TEXT SEGMENT |
===
# Sam Gawith in a Mars Cigars



## x6ftundx (Jul 31, 2008)

Well they got their stock in but all the tins are gone. FVF and Squadron Leader are still there for 250g. I was hoping to get tins but no luck this time around. Good Luck for those who want the big packages!


----------



## indigosmoke (Sep 1, 2009)

I got their text message. Scored me 2 250g boxes of Squadron Leader. I've been hooked on this blend since I got a sample from Nick (Nachman). Glad to be able to stock up.


----------



## x6ftundx (Jul 31, 2008)

is the text message faster than the facebook anouncement? I only like the 50g tins.


----------



## User Name (Feb 11, 2011)

got me some FVF and 1792.

Thanks.


----------



## indigosmoke (Sep 1, 2009)

x6ftundx said:


> is the text message faster than the facebook anouncement? I only like the 50g tins.


I'm not sure. I signed up for the text message through their facebook page.


----------



## Firedawg (Nov 8, 2010)

There will be more sites getting theirs this week. Now it will be a mad race to get what you want.


----------



## Firedawg (Nov 8, 2010)

As much as I would like to get some 1792 I have no intentions of buying a large amount first. I have so many tins that I have yet to even try that I can wait until the next shipment and still get them aged. Enjoy your baccy gents!


----------



## x6ftundx (Jul 31, 2008)

I can only hope


----------



## Blue_2 (Jan 25, 2011)

Thanks, I got in on some BBF.


----------



## InsidiousTact (Dec 3, 2010)
===
GIVEN DATA |
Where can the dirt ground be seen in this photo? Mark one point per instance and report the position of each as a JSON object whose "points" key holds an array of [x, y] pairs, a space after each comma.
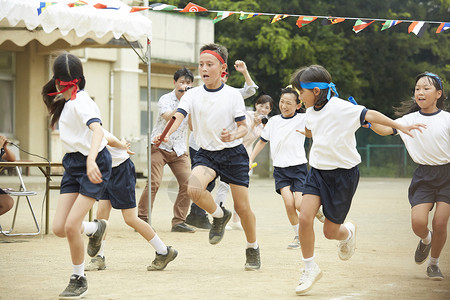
{"points": [[383, 266]]}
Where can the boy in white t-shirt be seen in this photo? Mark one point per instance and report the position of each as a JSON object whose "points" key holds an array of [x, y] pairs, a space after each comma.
{"points": [[288, 155], [218, 119], [334, 175]]}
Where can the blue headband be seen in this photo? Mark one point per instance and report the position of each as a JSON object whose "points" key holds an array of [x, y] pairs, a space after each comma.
{"points": [[321, 85], [435, 77]]}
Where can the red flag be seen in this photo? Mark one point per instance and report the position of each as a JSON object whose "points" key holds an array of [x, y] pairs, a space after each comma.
{"points": [[191, 7]]}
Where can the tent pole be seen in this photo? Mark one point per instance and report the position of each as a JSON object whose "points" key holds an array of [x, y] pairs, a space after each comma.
{"points": [[149, 130]]}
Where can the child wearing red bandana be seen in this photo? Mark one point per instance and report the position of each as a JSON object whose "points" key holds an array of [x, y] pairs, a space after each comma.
{"points": [[218, 116], [87, 165]]}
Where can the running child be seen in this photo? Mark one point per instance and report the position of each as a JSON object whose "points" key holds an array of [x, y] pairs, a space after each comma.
{"points": [[87, 165], [430, 184], [334, 175], [120, 194], [218, 120], [288, 155]]}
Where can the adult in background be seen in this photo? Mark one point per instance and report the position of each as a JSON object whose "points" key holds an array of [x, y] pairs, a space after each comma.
{"points": [[173, 153]]}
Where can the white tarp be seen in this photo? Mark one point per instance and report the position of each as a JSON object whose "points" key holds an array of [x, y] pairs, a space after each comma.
{"points": [[20, 22]]}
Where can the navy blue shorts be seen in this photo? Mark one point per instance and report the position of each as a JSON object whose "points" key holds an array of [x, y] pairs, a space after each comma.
{"points": [[430, 184], [121, 188], [231, 164], [293, 176], [335, 188], [192, 154], [75, 179]]}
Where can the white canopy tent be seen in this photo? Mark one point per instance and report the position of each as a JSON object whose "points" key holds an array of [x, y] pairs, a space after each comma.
{"points": [[77, 26]]}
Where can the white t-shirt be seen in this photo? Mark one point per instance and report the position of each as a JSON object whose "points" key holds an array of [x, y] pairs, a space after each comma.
{"points": [[73, 124], [212, 111], [333, 133], [286, 144], [432, 146], [118, 155], [177, 140]]}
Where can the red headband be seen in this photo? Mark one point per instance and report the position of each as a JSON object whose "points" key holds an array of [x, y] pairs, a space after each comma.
{"points": [[68, 85], [215, 54]]}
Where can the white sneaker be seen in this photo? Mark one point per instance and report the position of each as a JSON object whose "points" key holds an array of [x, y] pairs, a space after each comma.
{"points": [[347, 248], [295, 244], [320, 216], [309, 277]]}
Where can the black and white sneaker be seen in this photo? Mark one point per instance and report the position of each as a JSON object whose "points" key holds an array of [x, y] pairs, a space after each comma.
{"points": [[218, 227], [76, 289]]}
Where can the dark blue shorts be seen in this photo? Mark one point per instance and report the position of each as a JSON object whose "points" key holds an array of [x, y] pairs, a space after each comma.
{"points": [[293, 176], [430, 184], [335, 188], [121, 188], [192, 154], [75, 179], [231, 164]]}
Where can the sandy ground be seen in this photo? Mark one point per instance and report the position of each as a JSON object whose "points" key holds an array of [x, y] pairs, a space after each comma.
{"points": [[383, 266]]}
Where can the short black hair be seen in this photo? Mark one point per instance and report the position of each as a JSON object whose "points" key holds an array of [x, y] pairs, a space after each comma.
{"points": [[183, 72]]}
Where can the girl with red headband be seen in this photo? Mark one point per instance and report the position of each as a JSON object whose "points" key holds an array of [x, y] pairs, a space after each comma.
{"points": [[332, 180], [218, 119], [87, 164], [430, 184]]}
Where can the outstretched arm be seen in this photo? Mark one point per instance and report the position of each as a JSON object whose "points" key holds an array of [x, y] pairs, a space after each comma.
{"points": [[374, 116]]}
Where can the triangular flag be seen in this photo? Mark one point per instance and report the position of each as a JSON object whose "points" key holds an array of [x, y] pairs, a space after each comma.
{"points": [[277, 18], [43, 6], [77, 3], [160, 6], [191, 7], [245, 16], [361, 24], [103, 6], [389, 24], [442, 27], [332, 21], [418, 28], [138, 8], [303, 21], [222, 15]]}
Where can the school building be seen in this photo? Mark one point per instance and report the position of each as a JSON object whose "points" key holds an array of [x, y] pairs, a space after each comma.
{"points": [[116, 79]]}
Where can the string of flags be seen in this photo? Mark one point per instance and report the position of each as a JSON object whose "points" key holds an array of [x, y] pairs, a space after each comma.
{"points": [[416, 27]]}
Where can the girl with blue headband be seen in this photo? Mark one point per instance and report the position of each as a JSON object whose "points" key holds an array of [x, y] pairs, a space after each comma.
{"points": [[430, 184], [334, 175]]}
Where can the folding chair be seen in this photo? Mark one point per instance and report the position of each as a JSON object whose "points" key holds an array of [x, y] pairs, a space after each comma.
{"points": [[23, 192]]}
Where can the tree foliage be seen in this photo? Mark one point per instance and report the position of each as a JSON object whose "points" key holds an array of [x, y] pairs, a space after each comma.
{"points": [[377, 67]]}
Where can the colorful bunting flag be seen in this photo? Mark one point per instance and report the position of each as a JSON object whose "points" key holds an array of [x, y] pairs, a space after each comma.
{"points": [[442, 27], [43, 6], [245, 16], [222, 15], [389, 24], [191, 7], [418, 28], [77, 3], [361, 24], [160, 6], [303, 21], [277, 18], [332, 21]]}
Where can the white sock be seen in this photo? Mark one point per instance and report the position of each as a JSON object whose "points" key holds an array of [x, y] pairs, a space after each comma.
{"points": [[252, 245], [433, 261], [309, 262], [78, 269], [295, 227], [89, 227], [427, 240], [218, 213], [158, 245], [102, 249]]}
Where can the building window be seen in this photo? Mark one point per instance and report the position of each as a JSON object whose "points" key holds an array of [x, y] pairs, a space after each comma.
{"points": [[7, 93]]}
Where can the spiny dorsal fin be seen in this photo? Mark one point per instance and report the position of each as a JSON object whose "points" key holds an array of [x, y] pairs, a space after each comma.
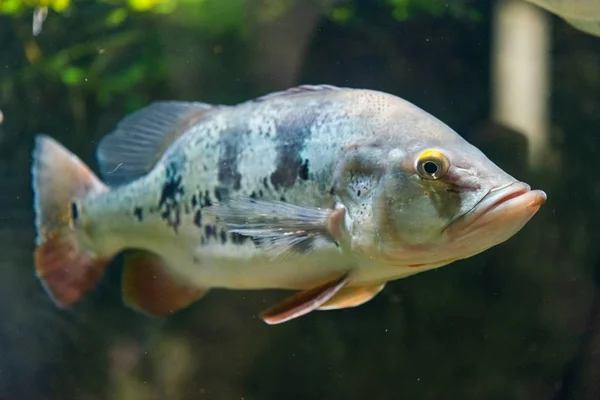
===
PROBLEM TO WORK ON | Rewrite everything in the forum thread from "I got their" down to "to stock up.", putting "Black Bogie" wherever "Squadron Leader" appears.

REPLY |
I got their text message. Scored me 2 250g boxes of Black Bogie. I've been hooked on this blend since I got a sample from Nick (Nachman). Glad to be able to stock up.